CU Online
- Established: 1996
- Location: Office and Administrators in Denver and Boulder, Colorado, United States
- Website: online.cu.edu

= CU Online =

University of Colorado's online degree programs

CU Online represents the University of Colorado’s fully-online bachelor’s, master’s, doctorate, and certificate programs. Originally launched by the University of Colorado Denver in 1996, it is one of the first fully-accredited online higher education platforms. Today, CU Online offers degree programs from all four University of Colorado campuses – CU Boulder, UCCS, CU Denver, and CU Anschutz Medical Campus.

CU Online initially launched with three online courses. In 2020 CU Online has expanded its catalog to over 50 degree and certificate programs that can be completed entirely online. CU Online programs offer the same curriculum, credit structure, and are taught by the same on-campus professors. The student-faculty ratio also remains the same for both on-campus and online courses (roughly 17:1).

== Program Structure ==
Most CU Online degree programs run on a traditional semester schedule, where they start and stop at the same time as the on-campus classes (Fall, Spring, Summer). As such, the online courses are not "self-paced", but rather are "asynchronous", which means students can log in any time of day or night. The amount of time students are expected to be logged in is dependent upon the professor and degree program.

Each online course is developed to convey and teach the same content and material as its on-campus counterpart, but in a way that’s conducive to the web-based modality. Each student is assigned a homepage in order to:

- Access courses
- Participate in class discussions (threaded discussions and ‘chat’ with peers)
- Find assignments, lectures, and exams

CU Online employs Canvas by Instructure. Canvas is Cloud based, and CU Denver uses it for its completely online courses as well a supplement for the on campus courses in the form of blended learning, which means it doesn’t distinguish between supplemental course use and blended/hybrid courses. With Canvas, professors can record audio and video messages, utilize IOS and Android, RSS support and web conferencing.

== Assignments ==
The online courses that compose CU Online’s degree and certificate programs are typically divided into units of class discussions (ongoing posts of classmate queries and comments), downloadable assignments, and quizzes. What students are actually graded on is based on the course and the professor, however, class participation is usually required in the form of threaded discussions. Similar to a traditional on-campus course, the content of the course is subject to the discretion of the professor.

== Programs ==
The credits earned through CU Online are identical to credits earned through traditional on-campus courses; even if a student completes an entire program online, the degree is awarded with the same benefactor, University of Colorado.

CU Online offers courses in liberal arts and science, arts and media, business, education, engineering, public affairs, healthcare, nursing, and more. The complete list of degree programs and certificates that can be completed exclusively through online courses can be found here.

== Accreditation ==
- The University of Colorado was founded in 1876 and is accredited by the Higher Learning Commission
- The ECE program is accredited by National Council for Accreditation of Teacher Education (NCATE) and nationally recognized by CEC and National Association for the Education of Young Children (NAEYC).
- The Library program is a nationally recognized NCATE-AASL Revised & Approved School Library Media Education Program.
- All Business Schools at CU are accredited by AACSB International.
- The MS in Accounting program at CU Denver Business School is accredited by AACSB International Accounting.
- The Health Administration programs have been recognized by the ACEHSA (Accrediting Commission of Education for Health Services Administration).

Activity 1:
Based on the CU Online text, decide whether each statement agrees with it, giving yes or no and quoting the deciding words: (a) CU Online was first launched by CU Boulder. (b) Online and on-campus courses have the same student-faculty ratio. (c) CU Online courses are self-paced.
Activity 2:
According to the CU Online text, how many online courses did CU Online start with?
The entries that come next have no connection to the CU Online text.

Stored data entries
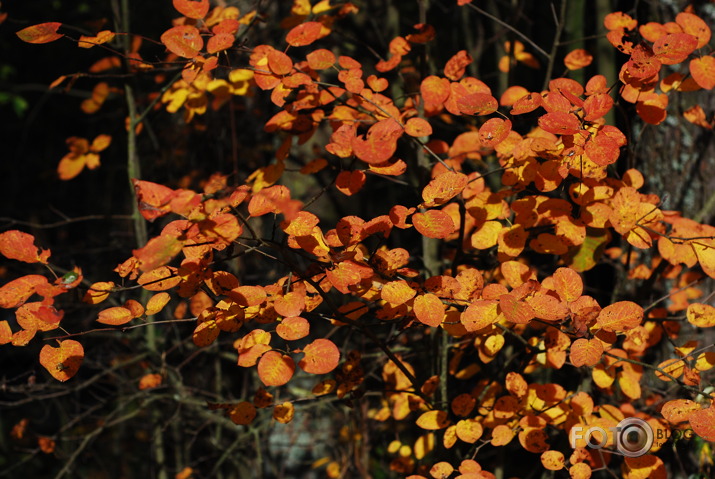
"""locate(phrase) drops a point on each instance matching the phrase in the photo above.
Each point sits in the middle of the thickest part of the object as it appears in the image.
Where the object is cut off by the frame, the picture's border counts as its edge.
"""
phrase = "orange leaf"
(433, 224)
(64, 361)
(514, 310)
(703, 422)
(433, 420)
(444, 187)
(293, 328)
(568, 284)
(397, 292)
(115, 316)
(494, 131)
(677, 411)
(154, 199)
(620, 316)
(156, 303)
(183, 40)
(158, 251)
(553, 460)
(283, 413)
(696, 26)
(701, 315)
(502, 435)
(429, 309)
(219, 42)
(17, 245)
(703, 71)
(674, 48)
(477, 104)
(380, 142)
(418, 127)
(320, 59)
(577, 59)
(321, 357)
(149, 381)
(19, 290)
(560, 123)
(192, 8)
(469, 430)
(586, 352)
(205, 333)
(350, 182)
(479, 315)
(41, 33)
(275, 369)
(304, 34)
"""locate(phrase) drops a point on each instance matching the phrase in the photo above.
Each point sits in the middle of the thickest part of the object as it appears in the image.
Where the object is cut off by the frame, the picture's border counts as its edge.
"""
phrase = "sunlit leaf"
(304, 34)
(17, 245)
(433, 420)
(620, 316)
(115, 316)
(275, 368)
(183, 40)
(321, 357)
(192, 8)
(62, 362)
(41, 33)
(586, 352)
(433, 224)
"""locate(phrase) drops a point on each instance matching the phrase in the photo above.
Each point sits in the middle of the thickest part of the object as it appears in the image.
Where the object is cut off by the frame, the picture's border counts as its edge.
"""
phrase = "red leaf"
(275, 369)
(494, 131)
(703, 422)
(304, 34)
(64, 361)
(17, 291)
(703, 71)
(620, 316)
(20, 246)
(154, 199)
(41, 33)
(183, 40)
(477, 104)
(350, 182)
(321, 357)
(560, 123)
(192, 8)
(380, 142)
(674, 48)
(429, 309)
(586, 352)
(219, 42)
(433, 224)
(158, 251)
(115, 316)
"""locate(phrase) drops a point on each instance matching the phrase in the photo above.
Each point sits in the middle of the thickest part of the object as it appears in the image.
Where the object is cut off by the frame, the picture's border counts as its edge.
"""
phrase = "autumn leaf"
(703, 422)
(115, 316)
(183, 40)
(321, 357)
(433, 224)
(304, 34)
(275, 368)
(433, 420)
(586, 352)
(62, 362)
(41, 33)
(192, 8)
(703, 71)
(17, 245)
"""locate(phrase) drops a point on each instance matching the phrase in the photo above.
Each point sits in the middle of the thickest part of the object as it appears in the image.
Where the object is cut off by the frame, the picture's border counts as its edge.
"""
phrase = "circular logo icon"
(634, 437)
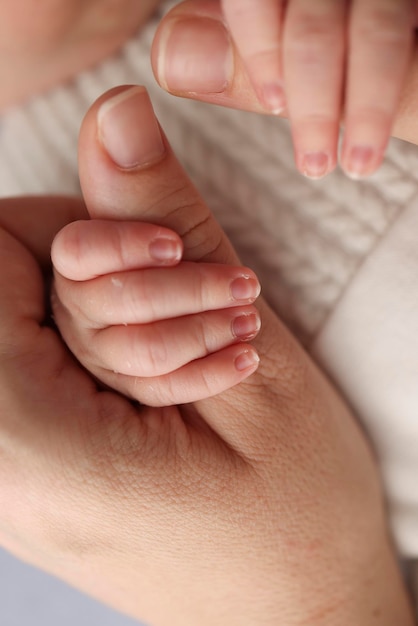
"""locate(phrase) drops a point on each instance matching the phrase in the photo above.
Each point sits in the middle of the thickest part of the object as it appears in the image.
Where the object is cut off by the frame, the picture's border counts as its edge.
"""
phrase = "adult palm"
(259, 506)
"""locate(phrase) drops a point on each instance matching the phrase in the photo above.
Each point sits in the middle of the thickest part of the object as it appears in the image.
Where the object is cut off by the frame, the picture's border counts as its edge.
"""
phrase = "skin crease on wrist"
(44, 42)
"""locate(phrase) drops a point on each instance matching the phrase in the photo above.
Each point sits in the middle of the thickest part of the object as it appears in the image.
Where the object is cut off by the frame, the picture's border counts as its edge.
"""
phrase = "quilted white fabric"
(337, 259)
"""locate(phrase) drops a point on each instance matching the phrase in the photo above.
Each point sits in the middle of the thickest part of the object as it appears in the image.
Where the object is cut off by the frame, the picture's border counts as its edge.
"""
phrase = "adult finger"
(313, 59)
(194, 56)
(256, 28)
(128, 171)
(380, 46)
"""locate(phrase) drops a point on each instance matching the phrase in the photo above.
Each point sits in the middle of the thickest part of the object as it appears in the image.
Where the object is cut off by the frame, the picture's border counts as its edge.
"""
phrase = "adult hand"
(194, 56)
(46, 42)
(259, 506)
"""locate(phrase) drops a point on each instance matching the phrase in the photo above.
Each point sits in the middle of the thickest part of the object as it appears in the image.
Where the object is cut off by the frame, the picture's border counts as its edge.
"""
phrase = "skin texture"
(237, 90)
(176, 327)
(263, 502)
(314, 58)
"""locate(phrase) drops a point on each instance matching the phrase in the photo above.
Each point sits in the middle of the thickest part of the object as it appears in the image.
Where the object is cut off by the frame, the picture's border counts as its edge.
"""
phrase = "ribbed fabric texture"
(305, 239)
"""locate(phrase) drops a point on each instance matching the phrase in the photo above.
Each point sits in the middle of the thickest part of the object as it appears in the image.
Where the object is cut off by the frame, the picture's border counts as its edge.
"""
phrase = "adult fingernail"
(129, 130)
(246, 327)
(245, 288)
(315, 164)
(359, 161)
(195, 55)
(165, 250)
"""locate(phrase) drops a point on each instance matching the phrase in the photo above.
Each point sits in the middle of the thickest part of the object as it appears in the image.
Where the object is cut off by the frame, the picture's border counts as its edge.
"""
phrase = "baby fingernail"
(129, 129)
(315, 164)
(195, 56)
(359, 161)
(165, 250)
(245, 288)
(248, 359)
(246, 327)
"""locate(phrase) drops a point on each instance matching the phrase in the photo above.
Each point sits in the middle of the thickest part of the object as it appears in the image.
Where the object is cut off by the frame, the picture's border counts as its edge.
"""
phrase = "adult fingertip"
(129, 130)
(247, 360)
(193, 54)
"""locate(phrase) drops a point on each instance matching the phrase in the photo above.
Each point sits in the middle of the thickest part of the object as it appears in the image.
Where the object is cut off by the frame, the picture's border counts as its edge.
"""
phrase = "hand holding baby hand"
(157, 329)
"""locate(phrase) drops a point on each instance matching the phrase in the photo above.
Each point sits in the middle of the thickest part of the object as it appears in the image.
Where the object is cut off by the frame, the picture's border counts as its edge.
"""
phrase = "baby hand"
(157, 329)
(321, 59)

Result 1:
(a) No: "Originally launched by the University of Colorado Denver in 1996"
(b) Yes: "The student-faculty ratio also remains the same for both on-campus and online courses (roughly 17:1)."
(c) No: "the online courses are not "self-paced", but rather are "asynchronous""

Result 2:
Three online courses.